Material:
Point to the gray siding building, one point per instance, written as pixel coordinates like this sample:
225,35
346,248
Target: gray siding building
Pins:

Brief: Rewrite the entries with "gray siding building" replaced by "gray-sided house" at each occurrence, leaving all other text as it stands.

Final result:
Point to the gray-sided house, one point per instance, written as pixel coordinates like this sample:
225,35
346,248
Target: gray-sided house
Pins:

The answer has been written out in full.